(Stored items from a collection)
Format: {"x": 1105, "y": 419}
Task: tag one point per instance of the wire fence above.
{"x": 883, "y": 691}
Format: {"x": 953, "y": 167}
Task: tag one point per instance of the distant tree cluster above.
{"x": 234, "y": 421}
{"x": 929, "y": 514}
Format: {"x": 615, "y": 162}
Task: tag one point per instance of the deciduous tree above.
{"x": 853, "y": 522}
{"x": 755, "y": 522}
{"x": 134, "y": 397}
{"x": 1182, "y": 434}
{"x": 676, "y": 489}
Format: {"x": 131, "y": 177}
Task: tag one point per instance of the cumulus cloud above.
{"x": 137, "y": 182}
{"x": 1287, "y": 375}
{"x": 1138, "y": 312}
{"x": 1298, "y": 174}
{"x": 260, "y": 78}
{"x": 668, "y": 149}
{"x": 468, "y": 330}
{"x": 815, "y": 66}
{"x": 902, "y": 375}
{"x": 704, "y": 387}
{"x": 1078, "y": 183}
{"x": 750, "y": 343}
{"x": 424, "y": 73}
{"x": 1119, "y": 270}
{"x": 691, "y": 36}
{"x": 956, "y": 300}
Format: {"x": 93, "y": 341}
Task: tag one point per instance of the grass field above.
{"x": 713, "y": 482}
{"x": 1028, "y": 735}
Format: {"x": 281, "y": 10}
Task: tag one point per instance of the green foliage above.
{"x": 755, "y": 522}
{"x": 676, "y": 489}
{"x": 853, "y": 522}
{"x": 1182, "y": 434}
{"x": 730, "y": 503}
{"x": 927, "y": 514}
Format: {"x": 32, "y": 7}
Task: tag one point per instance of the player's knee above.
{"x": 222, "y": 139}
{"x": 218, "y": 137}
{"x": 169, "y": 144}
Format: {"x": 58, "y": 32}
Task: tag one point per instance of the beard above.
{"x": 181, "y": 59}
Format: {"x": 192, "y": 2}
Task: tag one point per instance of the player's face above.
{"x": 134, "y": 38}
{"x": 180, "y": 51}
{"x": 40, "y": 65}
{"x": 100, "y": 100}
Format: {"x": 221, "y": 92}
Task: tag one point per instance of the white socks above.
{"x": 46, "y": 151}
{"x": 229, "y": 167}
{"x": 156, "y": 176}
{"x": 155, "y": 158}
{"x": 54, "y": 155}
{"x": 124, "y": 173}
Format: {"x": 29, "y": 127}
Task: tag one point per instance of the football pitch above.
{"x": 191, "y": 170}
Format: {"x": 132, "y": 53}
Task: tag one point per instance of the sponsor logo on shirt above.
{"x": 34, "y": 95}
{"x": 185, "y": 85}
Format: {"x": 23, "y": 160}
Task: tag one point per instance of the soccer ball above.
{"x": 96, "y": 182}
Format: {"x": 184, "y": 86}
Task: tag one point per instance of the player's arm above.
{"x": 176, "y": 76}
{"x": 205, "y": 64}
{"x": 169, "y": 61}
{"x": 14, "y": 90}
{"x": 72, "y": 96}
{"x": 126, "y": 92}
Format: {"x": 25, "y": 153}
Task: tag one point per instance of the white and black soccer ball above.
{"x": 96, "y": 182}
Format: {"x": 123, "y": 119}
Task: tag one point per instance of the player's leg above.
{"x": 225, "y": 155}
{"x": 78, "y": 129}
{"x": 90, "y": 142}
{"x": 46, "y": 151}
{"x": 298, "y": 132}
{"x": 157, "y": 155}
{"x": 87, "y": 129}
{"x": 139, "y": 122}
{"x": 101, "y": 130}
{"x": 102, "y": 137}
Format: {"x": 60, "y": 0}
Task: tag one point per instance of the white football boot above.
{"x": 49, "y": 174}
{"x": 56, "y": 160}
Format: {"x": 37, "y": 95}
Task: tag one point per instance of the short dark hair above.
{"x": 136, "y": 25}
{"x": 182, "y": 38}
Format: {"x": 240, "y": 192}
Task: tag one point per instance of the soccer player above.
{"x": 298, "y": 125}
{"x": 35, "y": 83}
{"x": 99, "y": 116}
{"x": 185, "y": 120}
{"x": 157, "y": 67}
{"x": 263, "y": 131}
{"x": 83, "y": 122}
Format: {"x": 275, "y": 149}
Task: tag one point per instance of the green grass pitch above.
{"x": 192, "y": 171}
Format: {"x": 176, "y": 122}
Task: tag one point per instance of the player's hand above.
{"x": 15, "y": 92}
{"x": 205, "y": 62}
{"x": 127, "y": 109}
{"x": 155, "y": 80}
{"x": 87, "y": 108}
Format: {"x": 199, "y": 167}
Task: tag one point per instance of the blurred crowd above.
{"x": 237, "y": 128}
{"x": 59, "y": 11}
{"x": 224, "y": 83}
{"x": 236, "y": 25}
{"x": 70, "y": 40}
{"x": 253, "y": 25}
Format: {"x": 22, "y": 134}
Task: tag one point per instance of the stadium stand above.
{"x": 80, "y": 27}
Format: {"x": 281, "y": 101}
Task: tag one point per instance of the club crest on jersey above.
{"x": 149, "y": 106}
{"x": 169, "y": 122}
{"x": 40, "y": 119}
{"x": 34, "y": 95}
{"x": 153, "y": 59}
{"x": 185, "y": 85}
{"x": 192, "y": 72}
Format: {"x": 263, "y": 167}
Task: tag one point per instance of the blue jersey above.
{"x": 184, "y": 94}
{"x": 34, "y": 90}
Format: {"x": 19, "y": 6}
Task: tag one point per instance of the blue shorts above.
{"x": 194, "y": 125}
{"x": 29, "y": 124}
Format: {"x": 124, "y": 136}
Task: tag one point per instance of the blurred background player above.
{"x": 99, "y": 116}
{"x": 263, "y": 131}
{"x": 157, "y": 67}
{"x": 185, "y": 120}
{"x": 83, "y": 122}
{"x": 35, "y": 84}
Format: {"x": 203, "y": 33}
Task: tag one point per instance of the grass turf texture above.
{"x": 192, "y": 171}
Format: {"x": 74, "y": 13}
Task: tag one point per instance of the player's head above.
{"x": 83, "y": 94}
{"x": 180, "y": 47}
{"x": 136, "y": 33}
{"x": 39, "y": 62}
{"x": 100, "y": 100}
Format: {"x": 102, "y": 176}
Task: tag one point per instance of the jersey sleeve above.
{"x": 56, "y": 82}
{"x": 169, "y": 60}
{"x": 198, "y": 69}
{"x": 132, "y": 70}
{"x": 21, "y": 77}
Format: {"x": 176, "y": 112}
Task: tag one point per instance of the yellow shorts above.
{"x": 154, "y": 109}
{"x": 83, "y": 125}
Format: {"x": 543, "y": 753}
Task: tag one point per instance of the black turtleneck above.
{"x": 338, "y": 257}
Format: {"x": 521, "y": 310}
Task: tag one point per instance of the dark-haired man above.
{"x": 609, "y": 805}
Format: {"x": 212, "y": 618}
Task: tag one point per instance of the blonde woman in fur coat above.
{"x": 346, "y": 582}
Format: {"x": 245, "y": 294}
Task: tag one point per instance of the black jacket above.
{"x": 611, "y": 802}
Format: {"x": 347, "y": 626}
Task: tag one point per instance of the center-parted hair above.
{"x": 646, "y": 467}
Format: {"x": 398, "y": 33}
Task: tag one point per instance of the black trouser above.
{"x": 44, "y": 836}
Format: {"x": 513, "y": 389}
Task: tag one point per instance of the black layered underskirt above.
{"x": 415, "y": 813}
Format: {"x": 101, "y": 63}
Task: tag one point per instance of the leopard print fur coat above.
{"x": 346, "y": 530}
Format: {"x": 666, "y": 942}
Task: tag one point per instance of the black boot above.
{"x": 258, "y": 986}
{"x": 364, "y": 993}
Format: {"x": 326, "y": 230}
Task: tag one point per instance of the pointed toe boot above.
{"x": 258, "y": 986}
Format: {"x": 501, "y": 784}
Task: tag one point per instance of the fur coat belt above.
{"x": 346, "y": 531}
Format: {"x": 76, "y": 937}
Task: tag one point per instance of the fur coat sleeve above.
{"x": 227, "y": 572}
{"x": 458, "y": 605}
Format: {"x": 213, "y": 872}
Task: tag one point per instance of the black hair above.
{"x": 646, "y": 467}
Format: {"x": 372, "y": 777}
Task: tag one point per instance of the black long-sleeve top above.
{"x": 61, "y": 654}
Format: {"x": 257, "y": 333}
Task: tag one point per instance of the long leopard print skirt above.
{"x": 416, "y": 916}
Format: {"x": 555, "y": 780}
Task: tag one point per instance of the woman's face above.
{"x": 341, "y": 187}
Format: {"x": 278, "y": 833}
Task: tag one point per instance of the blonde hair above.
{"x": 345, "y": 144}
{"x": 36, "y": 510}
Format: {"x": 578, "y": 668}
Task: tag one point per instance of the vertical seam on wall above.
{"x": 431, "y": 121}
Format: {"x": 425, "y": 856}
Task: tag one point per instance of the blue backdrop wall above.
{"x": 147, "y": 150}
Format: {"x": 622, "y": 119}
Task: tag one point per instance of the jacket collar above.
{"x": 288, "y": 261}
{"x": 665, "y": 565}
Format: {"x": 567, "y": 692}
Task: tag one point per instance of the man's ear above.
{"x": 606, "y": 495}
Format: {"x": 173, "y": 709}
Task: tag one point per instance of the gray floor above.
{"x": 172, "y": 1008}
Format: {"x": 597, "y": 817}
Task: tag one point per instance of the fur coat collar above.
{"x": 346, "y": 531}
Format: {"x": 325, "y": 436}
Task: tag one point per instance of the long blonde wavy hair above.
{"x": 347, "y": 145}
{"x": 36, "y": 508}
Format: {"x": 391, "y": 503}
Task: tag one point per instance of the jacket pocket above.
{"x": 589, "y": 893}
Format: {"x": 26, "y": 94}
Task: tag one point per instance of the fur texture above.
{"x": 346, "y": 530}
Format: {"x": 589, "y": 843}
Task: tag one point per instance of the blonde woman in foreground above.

■ **How to complete this task**
Output exactly what runs from the line with "Task: tag one point per instance of the black long-sleeve" to the final line above, both lines included, and nothing else.

■ **Task response**
Task: tag one point per instance of the black long-sleeve top above.
{"x": 61, "y": 654}
Format: {"x": 257, "y": 333}
Task: tag one point per instance of the long leopard print skirt above.
{"x": 416, "y": 916}
Format: {"x": 555, "y": 780}
Task: tag one point per instance of the woman's face above.
{"x": 341, "y": 187}
Format: {"x": 278, "y": 833}
Task: tag one point per instance of the blonde hair above.
{"x": 345, "y": 144}
{"x": 36, "y": 510}
Format: {"x": 578, "y": 668}
Task: tag one point per instance of the vertical seam on wall above.
{"x": 431, "y": 121}
Format: {"x": 425, "y": 856}
Task: tag one point per instance of the blue backdrop wall above.
{"x": 147, "y": 150}
Format: {"x": 622, "y": 119}
Task: tag one point per instance of the jacket collar above.
{"x": 288, "y": 261}
{"x": 665, "y": 565}
Format: {"x": 567, "y": 692}
Task: tag one point per instance of the man's ear above.
{"x": 606, "y": 495}
Format: {"x": 173, "y": 709}
Task: tag one point per instance of the gray floor above.
{"x": 172, "y": 1008}
Format: {"x": 597, "y": 817}
Task: tag one point per instance of the fur coat collar above.
{"x": 346, "y": 531}
Format: {"x": 325, "y": 436}
Task: tag one point per instance of the long blonde wavy hair above.
{"x": 347, "y": 145}
{"x": 36, "y": 508}
Format: {"x": 391, "y": 503}
Task: tag one point per instance of the jacket pocket above.
{"x": 589, "y": 893}
Format: {"x": 26, "y": 94}
Task: tag one point per instance of the fur texture above.
{"x": 346, "y": 530}
Format: {"x": 589, "y": 843}
Task: tag one point per instance of the blonde woman in foreground above.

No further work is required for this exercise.